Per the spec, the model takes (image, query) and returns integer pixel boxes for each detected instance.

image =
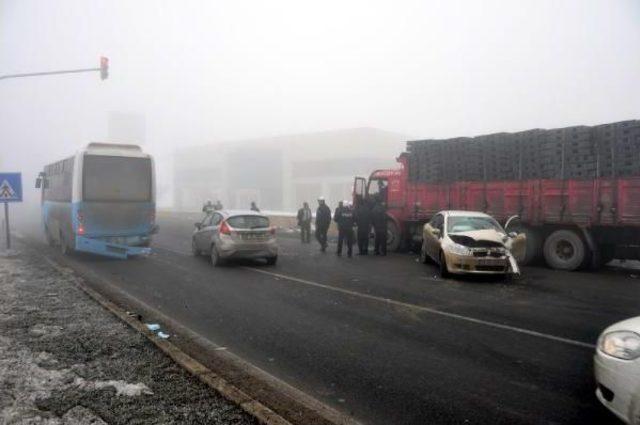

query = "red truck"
[353,121,640,270]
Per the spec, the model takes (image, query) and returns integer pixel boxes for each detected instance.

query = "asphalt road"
[22,218,640,424]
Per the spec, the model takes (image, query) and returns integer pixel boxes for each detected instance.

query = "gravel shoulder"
[0,247,256,425]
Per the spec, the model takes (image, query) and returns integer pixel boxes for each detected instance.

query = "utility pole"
[0,56,109,80]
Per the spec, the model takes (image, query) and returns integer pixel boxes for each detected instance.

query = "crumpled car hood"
[448,229,506,247]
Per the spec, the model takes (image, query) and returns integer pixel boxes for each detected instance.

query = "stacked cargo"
[407,120,640,183]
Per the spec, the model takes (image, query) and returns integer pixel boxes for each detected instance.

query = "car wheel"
[211,245,224,267]
[543,230,587,271]
[44,226,56,246]
[420,243,429,264]
[439,252,450,278]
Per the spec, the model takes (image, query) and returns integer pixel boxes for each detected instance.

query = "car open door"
[353,177,367,207]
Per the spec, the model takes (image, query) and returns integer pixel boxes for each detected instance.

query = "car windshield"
[227,215,269,229]
[447,216,503,233]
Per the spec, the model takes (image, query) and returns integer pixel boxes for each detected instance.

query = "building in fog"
[173,128,406,211]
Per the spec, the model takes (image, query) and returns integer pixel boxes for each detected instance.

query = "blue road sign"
[0,173,22,202]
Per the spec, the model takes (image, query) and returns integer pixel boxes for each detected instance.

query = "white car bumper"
[594,350,640,425]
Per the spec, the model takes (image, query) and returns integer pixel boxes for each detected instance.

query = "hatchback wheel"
[439,252,449,278]
[191,238,200,257]
[211,245,224,267]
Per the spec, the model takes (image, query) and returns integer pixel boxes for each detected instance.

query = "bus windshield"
[82,155,151,202]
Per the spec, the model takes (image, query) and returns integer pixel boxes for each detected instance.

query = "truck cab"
[353,169,406,251]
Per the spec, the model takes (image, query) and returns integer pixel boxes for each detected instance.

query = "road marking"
[243,267,596,349]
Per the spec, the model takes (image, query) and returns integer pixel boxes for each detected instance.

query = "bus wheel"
[387,220,400,252]
[543,230,587,270]
[60,232,71,255]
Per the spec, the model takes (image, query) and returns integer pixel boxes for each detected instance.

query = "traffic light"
[100,56,109,80]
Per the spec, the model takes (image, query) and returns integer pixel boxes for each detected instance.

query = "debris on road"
[0,250,256,425]
[146,323,160,332]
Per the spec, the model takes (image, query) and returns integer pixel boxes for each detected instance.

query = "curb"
[43,256,293,425]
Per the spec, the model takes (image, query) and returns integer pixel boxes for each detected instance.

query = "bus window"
[82,155,152,202]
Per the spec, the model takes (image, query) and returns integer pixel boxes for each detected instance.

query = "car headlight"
[447,243,472,255]
[598,331,640,360]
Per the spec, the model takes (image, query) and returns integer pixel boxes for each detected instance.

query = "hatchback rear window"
[227,215,269,229]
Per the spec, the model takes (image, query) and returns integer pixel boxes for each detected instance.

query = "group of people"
[297,197,387,257]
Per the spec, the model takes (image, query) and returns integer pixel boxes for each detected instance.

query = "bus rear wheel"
[60,232,73,255]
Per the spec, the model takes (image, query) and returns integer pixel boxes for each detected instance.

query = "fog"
[0,0,640,222]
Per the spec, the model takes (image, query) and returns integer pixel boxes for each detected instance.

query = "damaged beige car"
[420,211,526,277]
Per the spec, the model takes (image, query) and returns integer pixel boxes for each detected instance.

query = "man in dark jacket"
[371,201,387,255]
[333,201,355,257]
[298,202,312,243]
[355,198,371,255]
[316,197,331,252]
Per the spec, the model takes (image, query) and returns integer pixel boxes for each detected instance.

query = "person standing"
[371,201,387,255]
[316,197,331,252]
[333,202,355,257]
[298,202,312,243]
[354,198,371,255]
[202,200,213,214]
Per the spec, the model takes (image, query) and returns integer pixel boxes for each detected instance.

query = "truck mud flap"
[75,236,151,259]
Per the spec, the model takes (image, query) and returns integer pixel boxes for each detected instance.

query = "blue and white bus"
[36,143,158,258]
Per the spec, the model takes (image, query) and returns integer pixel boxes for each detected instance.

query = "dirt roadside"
[0,247,256,425]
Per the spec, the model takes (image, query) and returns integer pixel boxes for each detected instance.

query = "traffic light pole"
[4,202,11,251]
[0,67,102,80]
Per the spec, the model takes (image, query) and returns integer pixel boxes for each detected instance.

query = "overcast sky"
[0,0,640,199]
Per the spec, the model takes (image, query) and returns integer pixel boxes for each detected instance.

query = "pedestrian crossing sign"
[0,173,22,202]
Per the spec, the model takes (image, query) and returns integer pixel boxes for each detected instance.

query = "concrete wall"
[174,128,406,211]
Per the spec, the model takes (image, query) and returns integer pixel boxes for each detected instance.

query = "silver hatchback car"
[191,210,278,267]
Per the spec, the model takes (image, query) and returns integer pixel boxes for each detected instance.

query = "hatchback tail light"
[76,211,84,235]
[220,221,231,235]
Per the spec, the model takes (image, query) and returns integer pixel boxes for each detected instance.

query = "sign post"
[0,173,22,250]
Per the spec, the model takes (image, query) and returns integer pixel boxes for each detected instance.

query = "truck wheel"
[543,230,587,270]
[387,220,401,252]
[420,242,429,264]
[505,221,542,266]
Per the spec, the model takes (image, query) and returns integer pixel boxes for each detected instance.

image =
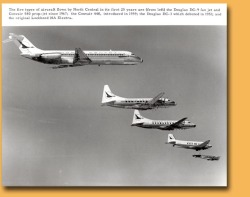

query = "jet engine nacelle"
[41,53,62,60]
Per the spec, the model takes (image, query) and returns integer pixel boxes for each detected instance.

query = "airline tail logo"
[135,114,142,120]
[102,85,116,104]
[168,134,176,143]
[105,92,114,98]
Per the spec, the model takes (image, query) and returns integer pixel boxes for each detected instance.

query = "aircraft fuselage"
[21,48,143,66]
[105,98,176,110]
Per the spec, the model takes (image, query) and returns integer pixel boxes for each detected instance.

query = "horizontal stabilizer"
[195,140,210,148]
[148,92,165,105]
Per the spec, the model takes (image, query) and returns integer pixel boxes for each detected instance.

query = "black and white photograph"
[2,26,227,186]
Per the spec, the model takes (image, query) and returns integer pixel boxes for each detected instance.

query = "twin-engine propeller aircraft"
[193,154,220,161]
[102,85,176,110]
[166,134,212,151]
[131,110,196,130]
[3,33,143,69]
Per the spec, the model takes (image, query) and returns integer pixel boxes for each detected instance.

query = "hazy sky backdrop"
[2,26,227,186]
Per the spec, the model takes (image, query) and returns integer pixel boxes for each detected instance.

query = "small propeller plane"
[131,110,196,130]
[3,33,143,69]
[102,85,176,110]
[193,154,220,161]
[166,134,212,151]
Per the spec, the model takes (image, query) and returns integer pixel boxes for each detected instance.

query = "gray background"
[2,26,227,186]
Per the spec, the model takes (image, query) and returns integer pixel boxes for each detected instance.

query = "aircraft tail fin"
[3,33,36,52]
[132,110,145,126]
[102,85,116,105]
[168,134,176,143]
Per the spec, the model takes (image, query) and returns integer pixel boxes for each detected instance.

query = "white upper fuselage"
[168,140,212,149]
[105,96,176,110]
[132,118,196,130]
[21,48,143,65]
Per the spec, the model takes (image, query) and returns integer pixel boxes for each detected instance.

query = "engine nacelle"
[41,53,62,60]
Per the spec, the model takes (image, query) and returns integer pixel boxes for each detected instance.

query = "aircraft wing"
[148,92,165,105]
[73,48,91,65]
[161,118,187,130]
[193,140,210,149]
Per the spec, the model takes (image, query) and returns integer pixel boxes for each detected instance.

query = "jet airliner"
[166,134,212,151]
[193,154,220,161]
[131,110,196,130]
[3,33,143,69]
[102,85,176,110]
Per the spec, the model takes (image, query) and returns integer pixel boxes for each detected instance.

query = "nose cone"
[169,101,177,106]
[135,56,143,63]
[20,53,31,58]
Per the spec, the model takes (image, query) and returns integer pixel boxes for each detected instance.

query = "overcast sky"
[2,26,227,186]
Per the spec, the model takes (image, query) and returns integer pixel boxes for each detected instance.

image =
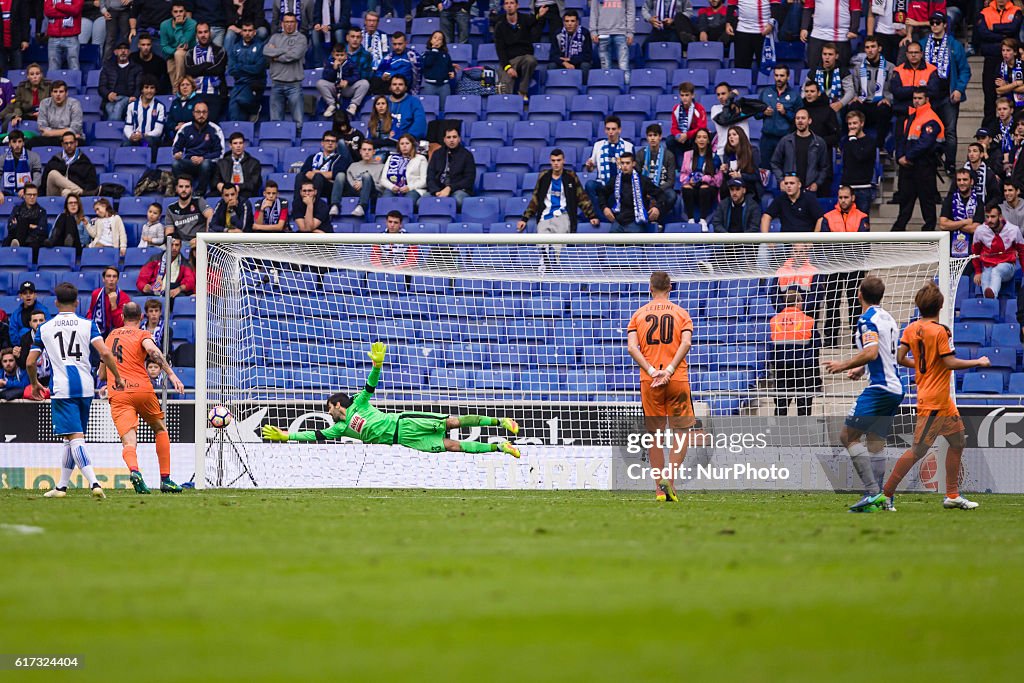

### Written request
Output the lines from the very first one through the line containing "[22,218,640,424]", inclusive, as a JSON list of strings with one string per line and blank lines omitted. Leave the pictures out of the answer.

### Full answer
[
  "Per the spec, the model takes (image, query) and returns integer pixel boxes for each detected instance.",
  "image =",
  "query = \"red truck\"",
  "[353,121,640,270]",
  "Per the spec, the model takes (image, query) and returns integer pixel boxes for each detected instance.",
  "query = \"asphalt road\"",
  "[22,218,640,424]"
]